Point-per-instance localization data

╔══

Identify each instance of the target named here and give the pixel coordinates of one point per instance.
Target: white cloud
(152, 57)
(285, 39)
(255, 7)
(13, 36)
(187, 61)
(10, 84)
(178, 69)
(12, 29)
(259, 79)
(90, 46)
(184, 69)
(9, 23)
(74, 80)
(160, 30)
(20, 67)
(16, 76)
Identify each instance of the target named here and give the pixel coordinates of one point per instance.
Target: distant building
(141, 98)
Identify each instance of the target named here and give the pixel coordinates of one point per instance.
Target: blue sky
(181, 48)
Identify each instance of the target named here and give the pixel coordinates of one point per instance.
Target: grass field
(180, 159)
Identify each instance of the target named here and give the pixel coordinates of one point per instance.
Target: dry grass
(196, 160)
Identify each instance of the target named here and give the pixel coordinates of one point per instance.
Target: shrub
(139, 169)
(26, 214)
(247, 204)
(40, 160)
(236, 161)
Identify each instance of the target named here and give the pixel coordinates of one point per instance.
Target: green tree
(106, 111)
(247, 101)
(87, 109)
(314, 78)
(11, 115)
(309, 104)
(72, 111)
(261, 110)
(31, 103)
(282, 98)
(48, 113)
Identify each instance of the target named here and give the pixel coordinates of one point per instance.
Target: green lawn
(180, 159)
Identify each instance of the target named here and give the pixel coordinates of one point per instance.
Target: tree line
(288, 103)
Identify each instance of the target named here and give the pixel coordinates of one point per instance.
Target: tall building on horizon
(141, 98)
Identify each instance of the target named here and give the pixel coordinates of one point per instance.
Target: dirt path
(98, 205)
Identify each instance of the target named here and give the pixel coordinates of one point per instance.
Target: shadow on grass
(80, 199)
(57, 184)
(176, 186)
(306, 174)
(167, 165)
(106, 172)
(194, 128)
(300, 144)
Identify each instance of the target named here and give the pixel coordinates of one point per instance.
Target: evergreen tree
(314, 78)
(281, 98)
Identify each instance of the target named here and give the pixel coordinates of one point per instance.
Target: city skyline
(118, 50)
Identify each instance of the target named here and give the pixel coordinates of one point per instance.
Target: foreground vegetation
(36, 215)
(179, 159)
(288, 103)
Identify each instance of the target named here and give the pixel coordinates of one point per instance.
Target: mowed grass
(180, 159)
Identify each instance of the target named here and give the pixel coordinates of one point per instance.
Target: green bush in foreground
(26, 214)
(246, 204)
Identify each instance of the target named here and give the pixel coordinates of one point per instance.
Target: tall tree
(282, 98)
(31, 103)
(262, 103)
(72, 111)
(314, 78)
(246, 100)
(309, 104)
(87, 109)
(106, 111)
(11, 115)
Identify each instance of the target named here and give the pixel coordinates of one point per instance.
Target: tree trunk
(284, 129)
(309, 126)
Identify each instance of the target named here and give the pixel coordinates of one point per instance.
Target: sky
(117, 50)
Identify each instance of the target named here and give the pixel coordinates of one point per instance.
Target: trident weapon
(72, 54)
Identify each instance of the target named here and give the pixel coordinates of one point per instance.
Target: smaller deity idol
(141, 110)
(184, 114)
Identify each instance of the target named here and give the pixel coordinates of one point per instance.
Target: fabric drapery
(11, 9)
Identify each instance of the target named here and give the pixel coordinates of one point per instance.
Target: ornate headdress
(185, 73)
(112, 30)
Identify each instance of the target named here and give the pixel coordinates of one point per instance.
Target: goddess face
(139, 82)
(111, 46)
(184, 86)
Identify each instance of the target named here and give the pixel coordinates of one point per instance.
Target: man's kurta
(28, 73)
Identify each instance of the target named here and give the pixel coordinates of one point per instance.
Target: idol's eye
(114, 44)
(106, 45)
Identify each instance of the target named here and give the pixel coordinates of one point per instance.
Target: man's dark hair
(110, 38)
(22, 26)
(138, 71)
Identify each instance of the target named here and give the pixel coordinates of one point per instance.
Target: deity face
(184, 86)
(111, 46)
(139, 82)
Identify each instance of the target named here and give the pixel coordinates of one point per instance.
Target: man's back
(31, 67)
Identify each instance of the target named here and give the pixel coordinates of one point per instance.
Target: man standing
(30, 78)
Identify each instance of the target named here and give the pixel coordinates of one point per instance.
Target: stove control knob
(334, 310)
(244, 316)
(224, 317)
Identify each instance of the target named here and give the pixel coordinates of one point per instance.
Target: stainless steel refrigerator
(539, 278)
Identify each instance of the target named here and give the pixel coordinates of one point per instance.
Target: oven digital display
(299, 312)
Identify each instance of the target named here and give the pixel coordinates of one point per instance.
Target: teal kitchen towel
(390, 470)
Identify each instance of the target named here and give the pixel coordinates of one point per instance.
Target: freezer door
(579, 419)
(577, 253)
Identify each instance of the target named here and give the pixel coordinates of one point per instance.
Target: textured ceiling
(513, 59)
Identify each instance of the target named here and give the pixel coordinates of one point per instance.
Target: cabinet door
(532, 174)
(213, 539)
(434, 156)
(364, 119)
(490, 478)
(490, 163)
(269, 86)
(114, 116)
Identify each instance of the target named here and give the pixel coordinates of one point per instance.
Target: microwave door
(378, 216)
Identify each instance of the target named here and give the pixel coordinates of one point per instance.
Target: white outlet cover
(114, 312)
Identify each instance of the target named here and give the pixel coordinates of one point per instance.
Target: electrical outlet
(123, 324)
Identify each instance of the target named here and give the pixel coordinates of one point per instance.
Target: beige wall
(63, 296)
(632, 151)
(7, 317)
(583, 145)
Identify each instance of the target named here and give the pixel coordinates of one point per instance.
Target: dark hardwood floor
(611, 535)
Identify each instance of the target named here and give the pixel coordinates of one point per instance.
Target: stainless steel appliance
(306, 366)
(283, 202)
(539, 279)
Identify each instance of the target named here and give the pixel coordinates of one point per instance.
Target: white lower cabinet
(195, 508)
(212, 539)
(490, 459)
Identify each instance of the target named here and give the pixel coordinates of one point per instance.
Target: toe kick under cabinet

╚══

Exercise instructions - From the first line to the last, give the data again exactly.

Answer to the problem -
Identify each instance of the target named here and give the pixel coordinates of one point per instance.
Target: white cloud
(152, 57)
(285, 39)
(255, 7)
(13, 36)
(187, 61)
(10, 84)
(178, 69)
(12, 29)
(259, 79)
(90, 46)
(184, 69)
(9, 23)
(74, 80)
(160, 30)
(20, 67)
(16, 76)
Identify each instance of the target named here and give the pixel coordinates of one point per instance.
Target: distant building
(141, 98)
Identify each instance of the target named here and give the pixel coordinates of one point per instance.
Target: blue sky
(181, 48)
Identify each instance of the target named here and give the pixel coordinates of one point per instance.
Target: grass field
(180, 159)
Identify each instance of the target named here and give the pixel coordinates of one point per instance.
Target: dry grass
(196, 160)
Identify each instance of the target named here and give the pixel coordinates of one point per instance.
Target: shrub
(139, 169)
(26, 214)
(247, 204)
(40, 160)
(236, 161)
Identify each instance of the target named here and give the pixel coordinates of one point per instance.
Target: green tree
(106, 111)
(247, 101)
(87, 109)
(314, 78)
(11, 115)
(309, 104)
(72, 111)
(261, 110)
(31, 103)
(282, 98)
(48, 113)
Identify each instance of the target named here and give the pixel coordinates of one point per instance.
Target: green lawn
(180, 159)
Identify each instance of the target named here and give the pixel coordinates of one point per instance.
Target: tree line
(288, 103)
Identify each instance of the target named here and give the pixel coordinates of one point per instance.
Target: tall building on horizon
(141, 98)
Identify each instance of the target named here and give the pixel coordinates of one point per instance.
Target: dirt path
(98, 205)
Identify each instance of the target named here and give the pixel coordinates of one point per instance.
Target: shadow on grass
(80, 199)
(57, 184)
(176, 186)
(306, 174)
(167, 165)
(106, 172)
(194, 128)
(300, 144)
Identify each instance of the target named here and give the pixel coordinates of one point per instance.
Target: evergreen tree
(314, 78)
(281, 98)
Identify each instance of the target named here and give the pixel coordinates of one point per instance.
Target: city skyline
(118, 50)
Identify each instance of the target named here and give the pixel coordinates of one point per instance.
Target: foreground vegetation
(36, 215)
(179, 159)
(288, 103)
Identify each instance of the target named here and give the pixel coordinates of one point per instance.
Target: mowed grass
(180, 159)
Identify each instance of the target named here and give the pixel coordinates of one point per instance.
Target: green bush in foreground
(26, 214)
(246, 204)
Identify each instance of the target named here and give the pixel coordinates of one point per instance.
Target: tall tree
(282, 98)
(31, 103)
(262, 103)
(72, 111)
(314, 78)
(246, 100)
(309, 104)
(87, 109)
(106, 111)
(11, 115)
Identify each instance of the target named here and give the pixel coordinates of one point per instance.
Target: tree trunk
(284, 129)
(309, 126)
Identify each instance of the target named here and give the pixel coordinates of one point per instance.
Target: sky
(117, 50)
Identify each instance of the target named here and give the pixel coordinates of one point per instance.
Target: trident weapon
(72, 54)
Identify each instance of the target named here and give the pixel coordinates of one point per instance.
Target: smaller deity idol
(141, 110)
(184, 114)
Identify each instance of the target named here and give the pixel coordinates of one point per instance.
Target: fabric drapery
(11, 9)
Identify each instance of the target named here and give the pixel coordinates of one point per instance.
Target: ornate headdress
(185, 73)
(112, 30)
Identify each instance of the target named here and give the pixel coordinates of one point per instance.
Target: goddess face
(139, 82)
(111, 46)
(184, 86)
Identify each instance of the target named here and give the pixel coordinates of one point per instance.
Target: man's kurta
(28, 73)
Identify each instance of the target named here and give the pixel coordinates of one point per instance.
Target: idol's eye
(114, 44)
(106, 45)
Identify each instance of the target named here and give the pixel coordinates of one point per instance.
Target: man's dark hair
(110, 38)
(22, 26)
(138, 71)
Identify each instance of the target named here and give the pixel coordinates of one point per instance.
Target: deity face
(184, 86)
(111, 46)
(139, 82)
Identify each instance of the target named here and give the pixel coordinates of one point per instance.
Target: man's back
(31, 67)
Identify each instance of the target named here and give the pixel coordinates of one point per instance.
Target: man standing
(30, 78)
Identify each instance of the target named here and give the pixel coordinates of one point per instance.
Target: stove control knob
(334, 310)
(244, 316)
(224, 317)
Identify each instance of the target named here and give the pixel coordinates of one point per instance.
Target: stainless steel refrigerator
(539, 278)
Identify each instance of the target named here and give the pixel coordinates of one point per instance.
Target: oven digital display
(299, 312)
Identify each instance of the target named here and give the pixel coordinates of one point per instance.
Target: teal kitchen towel
(390, 470)
Identify each instance of the target named here and give the pixel coordinates of one point per instance.
Target: freezer door
(579, 419)
(577, 253)
Identify each instance of the target named here and give the pixel coordinates of one point per instance.
Target: textured ceiling
(513, 59)
Identify each instance of the target named here and give the pixel coordinates of one point per instance.
Target: cabinet door
(532, 174)
(213, 539)
(434, 156)
(364, 119)
(490, 478)
(490, 163)
(269, 86)
(114, 116)
Identify each instance of the target named here and give the pixel coordinates of one point per instance.
Target: microwave door
(378, 216)
Identify each instance of the target named here and give the pixel coordinates of one point per instance.
Target: white outlet cover
(114, 312)
Identify each instance of the target named here and give the pixel coordinates of one point per instance.
Target: electrical outlet
(123, 324)
Identify each instance of the target named here and give the pixel coordinates of one point per instance.
Target: beige wall
(63, 296)
(632, 151)
(7, 317)
(583, 145)
Identify each instance of the target named here and give the pixel coordinates of one point per instance.
Target: dark hardwood floor
(611, 535)
Identify each instance of the target named here and give the pixel coordinates of one point per instance.
Target: stainless steel appliance
(306, 366)
(283, 202)
(539, 279)
Identify each instance of the target named here and give the pixel coordinates of one point per instance.
Target: white lower cabinet
(195, 508)
(212, 539)
(490, 459)
Identify each instance of the target named here and give the pixel coordinates of one point per instance.
Target: toe kick under cabinet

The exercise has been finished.